* Problem to solve: Output all of the entries beneath, exactly as written.

* Raw data:
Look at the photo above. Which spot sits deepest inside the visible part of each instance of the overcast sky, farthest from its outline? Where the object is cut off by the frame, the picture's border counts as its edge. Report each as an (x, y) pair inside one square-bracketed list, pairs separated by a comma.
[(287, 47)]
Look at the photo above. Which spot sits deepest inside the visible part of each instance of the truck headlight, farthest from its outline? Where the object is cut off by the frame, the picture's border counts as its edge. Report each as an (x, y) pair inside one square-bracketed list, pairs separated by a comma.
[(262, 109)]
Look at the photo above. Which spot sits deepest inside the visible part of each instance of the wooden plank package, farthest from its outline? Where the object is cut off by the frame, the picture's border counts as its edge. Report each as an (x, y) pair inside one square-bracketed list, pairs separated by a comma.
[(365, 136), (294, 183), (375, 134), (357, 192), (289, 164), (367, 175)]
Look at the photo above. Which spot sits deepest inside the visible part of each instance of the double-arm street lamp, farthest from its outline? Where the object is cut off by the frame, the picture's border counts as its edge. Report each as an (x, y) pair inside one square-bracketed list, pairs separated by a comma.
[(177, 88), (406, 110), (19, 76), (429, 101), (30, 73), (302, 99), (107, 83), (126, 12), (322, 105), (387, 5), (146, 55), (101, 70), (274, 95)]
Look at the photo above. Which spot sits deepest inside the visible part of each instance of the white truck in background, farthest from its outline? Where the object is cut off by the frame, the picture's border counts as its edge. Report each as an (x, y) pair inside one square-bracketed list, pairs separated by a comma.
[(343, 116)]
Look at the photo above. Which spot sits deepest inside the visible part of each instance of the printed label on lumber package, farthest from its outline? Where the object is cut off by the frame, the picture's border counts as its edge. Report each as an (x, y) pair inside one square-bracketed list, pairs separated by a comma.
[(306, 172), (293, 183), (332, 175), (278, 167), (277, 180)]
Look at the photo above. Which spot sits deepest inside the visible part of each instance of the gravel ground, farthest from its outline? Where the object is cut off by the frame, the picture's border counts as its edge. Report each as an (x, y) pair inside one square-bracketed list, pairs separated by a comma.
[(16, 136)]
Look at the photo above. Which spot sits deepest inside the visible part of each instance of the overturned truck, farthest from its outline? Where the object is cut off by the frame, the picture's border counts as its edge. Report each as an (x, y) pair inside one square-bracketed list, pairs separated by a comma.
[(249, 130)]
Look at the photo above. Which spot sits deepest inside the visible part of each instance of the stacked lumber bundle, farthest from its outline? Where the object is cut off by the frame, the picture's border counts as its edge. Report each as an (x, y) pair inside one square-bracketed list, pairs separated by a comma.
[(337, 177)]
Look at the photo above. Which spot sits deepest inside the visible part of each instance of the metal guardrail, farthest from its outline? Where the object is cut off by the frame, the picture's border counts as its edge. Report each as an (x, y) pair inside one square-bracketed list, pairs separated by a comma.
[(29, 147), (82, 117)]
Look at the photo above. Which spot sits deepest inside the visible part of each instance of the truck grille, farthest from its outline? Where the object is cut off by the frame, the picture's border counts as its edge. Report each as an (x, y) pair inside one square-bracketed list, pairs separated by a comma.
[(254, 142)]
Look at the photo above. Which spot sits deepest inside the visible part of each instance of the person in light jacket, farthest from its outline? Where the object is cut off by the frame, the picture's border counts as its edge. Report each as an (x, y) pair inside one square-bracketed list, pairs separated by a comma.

* Exercise result:
Look at the photo above. Which spot sits deepest inside the visible part of each instance of the overcast sky, farthest from its outline? Where the object is cut off by the frame, the picture's border counts as its edge. Report each as an (x, y) pair inside one square-bracketed list, pairs separated by a comma.
[(287, 47)]
Look at the photo above. Which spot sits deepest inside the visible part of each instance of the truck headlight, farthest from its outline? Where the object is cut off by the frame, the picture's border counts as its edge. Report each as an (x, y) pair inside one square-bracketed list, pairs separated by a comma.
[(262, 109)]
Look at the photo above. Which spot sits deepest inside the visible part of each instance of the wooden plank package, farthest from its outline? Where the object is cut off by the frame, the picture's border counts as its edge. Report each as an (x, y) pair inside one square-bracketed list, pairs separated by a comma.
[(365, 136), (294, 183), (375, 134), (357, 192), (289, 164), (367, 175)]
Look at the photo above. Which spot sits deepest inside the visible part of each instance of the double-arm street lamp, farthest from its outline? Where the object is cut off by the frame, the picture's border counts as its edge. Report each as an (x, y) pair inside one square-bracketed list, pairs separated by a comma.
[(177, 88), (406, 110), (19, 76), (429, 101), (30, 73), (302, 99), (107, 83), (126, 12), (322, 105), (387, 5), (146, 55), (101, 70), (274, 95)]
Look at the photo above. Which spot sits deepest inside the visible part of each instance of the white truck in background, farthest from its outline? Where the object is cut off by the frame, the picture's border counts as its edge. Report each as an (x, y) pair inside one square-bracketed list, pairs separated by a comma.
[(343, 116)]
Look at the photo above. Which spot sits deepest inside the visible part of each instance of the printed label on lumber package, farthest from its outline? Where the object is cut off by the frame, the picture's border counts as its edge. Report each as an (x, y) pair inside one square-bracketed list, pairs separated by a comma.
[(306, 172), (293, 183), (332, 175), (278, 167), (277, 180)]
Look at the photo above. Which spot sits deepest inside the visible part of each instance of the gravel ground, farthest from its outline? Where the object is cut off by the frame, the picture's border counts as its edge. Report each as an (x, y) pair inside one square-bracketed list, pairs separated by a comma.
[(16, 136)]
Look at the photo above. Which spot sits deepest inside the visible part of each instance of the overturned truck, farthest from its outline? Where the object is cut off by the frame, the picture's border counts as its edge. Report each as an (x, y) pair inside one square-bracketed list, pairs separated by a comma.
[(249, 130)]
Look at the photo above. Which spot sits deepest inside the visible part of each instance of the stacked lumber bundle, farthest from its outline? Where the object is cut off by the frame, the picture's border counts as its edge. Report each as an (x, y) pair inside one square-bracketed list, pairs separated by a comma.
[(337, 177)]
Look at the photo above. Which spot sits deepest inside the visible part of each instance of the metal guardrail, farthest from its outline? Where the object is cut off by the frame, the picture's border counts as its edge. Report each as an (x, y) pair inside one square-bracketed list, pairs separated by a comma.
[(29, 147), (82, 117)]
Look at the photo above. Which spot sits deepest inside the visible part of each instance of the truck grille, farthest from its outline? Where the object is cut off by the frame, the picture's border counts as its edge. Report each as an (x, y) pair inside one square-bracketed list, pairs separated by a comma.
[(254, 142)]
Look at the photo above. Which spot sits deepest inside the visible part of each instance of the person in light jacket, farthest from its outline? Where the object is cut off by the frame, the picture's border counts as its edge. Report each as an (x, y) pair inside one square-bracketed list, pairs separated by a comma.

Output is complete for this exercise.